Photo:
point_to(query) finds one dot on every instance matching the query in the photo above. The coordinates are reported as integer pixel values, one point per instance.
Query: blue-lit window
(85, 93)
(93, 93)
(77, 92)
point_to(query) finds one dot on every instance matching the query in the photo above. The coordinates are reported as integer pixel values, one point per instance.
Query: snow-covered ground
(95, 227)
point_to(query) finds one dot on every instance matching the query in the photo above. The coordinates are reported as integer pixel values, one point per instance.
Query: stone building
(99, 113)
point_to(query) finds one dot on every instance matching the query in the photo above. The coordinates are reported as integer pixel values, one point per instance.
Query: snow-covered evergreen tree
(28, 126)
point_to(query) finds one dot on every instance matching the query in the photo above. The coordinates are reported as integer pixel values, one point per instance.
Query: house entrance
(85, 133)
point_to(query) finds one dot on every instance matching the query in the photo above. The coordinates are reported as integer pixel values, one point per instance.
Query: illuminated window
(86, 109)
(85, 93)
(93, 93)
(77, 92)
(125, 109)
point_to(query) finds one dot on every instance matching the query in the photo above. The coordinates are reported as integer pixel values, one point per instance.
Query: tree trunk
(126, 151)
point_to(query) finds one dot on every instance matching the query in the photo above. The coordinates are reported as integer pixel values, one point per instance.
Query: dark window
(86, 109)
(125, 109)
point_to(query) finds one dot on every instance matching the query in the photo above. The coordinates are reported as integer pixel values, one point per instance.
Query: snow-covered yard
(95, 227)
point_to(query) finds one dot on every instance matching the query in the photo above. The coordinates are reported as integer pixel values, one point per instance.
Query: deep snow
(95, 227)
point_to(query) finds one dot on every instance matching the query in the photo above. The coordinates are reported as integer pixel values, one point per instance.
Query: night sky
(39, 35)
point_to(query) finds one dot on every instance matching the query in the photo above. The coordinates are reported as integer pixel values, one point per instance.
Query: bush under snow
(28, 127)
##############################
§ EXERCISE: Starting from the line that contains "Query: deep snow", transcribe each line to the end of the records above. Please add nothing.

§ TASK OUTPUT:
Query: deep snow
(95, 227)
point_to(query) finds one dot on every instance matching the query in the photo above. The coordinates are reported as integer pixel values, one point per instance.
Query: night sky
(39, 35)
point_to(query) finds one dot on every instance matching the query in the photo above. The coordinates are reported as integer pixel values, one point per instance.
Query: bush under snow
(28, 127)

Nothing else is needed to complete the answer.